**What the task asks:**
Reproduce all of the records below with every "instance" swapped for "occurrence" and nothing else altered. Omit the pictures from your output.

**Location identification records:**

------------------------------

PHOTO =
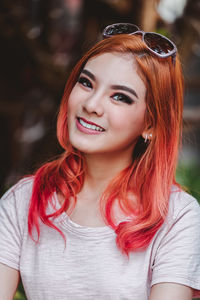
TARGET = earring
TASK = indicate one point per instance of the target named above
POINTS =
(147, 136)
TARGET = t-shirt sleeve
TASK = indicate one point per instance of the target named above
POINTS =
(177, 258)
(10, 235)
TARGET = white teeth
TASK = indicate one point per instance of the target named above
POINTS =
(90, 126)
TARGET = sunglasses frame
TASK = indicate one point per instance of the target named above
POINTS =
(172, 53)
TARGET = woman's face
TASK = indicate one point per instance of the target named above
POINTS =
(106, 107)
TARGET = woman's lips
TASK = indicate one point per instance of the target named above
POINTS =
(88, 127)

------------------------------

**Response to the task:**
PHOTO =
TARGET = earring
TASK = indicate one point per occurrence of the target named above
POINTS =
(147, 136)
TARGET = t-shirt sleeve
TASK = indicate one point per occurrence of the target named above
POINTS =
(177, 258)
(10, 235)
TARGET = white teeth
TASK = indicate one point per occurrence of the target named above
POINTS =
(90, 126)
TARGET = sunglasses frame
TASK = indicate one point per occurrence of the target named above
POINTS =
(172, 53)
TARGET = woman's face
TASK = indicate one point per occurrence of the target named above
POINTS =
(106, 107)
TARGET = woman's lips
TASK = indicate one point per occurrence of the target named above
POINTS =
(88, 127)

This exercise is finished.